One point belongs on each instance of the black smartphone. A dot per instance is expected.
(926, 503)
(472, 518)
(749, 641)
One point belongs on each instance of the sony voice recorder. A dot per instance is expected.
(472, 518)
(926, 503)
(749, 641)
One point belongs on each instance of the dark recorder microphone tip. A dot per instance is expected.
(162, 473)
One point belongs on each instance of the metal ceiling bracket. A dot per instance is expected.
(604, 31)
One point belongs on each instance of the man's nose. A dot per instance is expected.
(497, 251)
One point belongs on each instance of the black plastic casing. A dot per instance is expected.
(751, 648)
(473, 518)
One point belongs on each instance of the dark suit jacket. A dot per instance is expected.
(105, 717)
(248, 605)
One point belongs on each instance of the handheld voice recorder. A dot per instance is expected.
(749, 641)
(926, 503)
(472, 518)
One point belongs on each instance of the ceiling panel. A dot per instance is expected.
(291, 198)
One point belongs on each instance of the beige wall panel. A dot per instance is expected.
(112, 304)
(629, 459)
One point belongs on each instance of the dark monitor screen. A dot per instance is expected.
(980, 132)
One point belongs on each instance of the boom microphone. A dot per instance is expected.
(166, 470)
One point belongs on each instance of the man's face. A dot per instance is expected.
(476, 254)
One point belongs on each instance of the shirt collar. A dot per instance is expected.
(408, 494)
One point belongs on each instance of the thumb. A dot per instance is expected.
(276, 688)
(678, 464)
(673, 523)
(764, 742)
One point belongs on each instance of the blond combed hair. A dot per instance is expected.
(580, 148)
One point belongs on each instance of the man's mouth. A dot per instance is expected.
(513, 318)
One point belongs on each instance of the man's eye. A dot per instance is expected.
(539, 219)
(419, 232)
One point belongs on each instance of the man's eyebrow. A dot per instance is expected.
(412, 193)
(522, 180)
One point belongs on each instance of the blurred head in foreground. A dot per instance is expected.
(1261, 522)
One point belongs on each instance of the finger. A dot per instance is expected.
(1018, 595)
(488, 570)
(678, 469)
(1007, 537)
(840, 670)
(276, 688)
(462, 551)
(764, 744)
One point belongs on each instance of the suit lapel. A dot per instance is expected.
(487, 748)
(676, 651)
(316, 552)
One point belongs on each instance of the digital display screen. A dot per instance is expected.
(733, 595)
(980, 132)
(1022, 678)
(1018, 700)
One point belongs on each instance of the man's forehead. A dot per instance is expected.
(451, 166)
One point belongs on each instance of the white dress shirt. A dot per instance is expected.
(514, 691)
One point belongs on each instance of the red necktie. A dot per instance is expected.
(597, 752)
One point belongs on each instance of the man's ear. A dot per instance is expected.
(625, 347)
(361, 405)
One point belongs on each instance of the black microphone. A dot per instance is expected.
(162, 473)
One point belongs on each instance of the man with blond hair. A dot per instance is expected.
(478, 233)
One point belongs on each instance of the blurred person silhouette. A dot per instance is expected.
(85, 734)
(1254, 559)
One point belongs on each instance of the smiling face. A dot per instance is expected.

☆ ☆ ☆ ☆ ☆

**Exercise requirements:**
Starting at the line that contains "One point belongs on each instance of the man with", transcribe every line through the last line of the entries above, exactly, and nothing else.

**Solution to the exercise:**
One point belongs on each instance of the man with blond hair. A dot per instance is expected.
(478, 233)
One point belongs on each instance of the blurred person silhouette. A dot per instance is expected.
(85, 734)
(1254, 559)
One point belongs on each instance of the smiling face. A dot per instance is expected.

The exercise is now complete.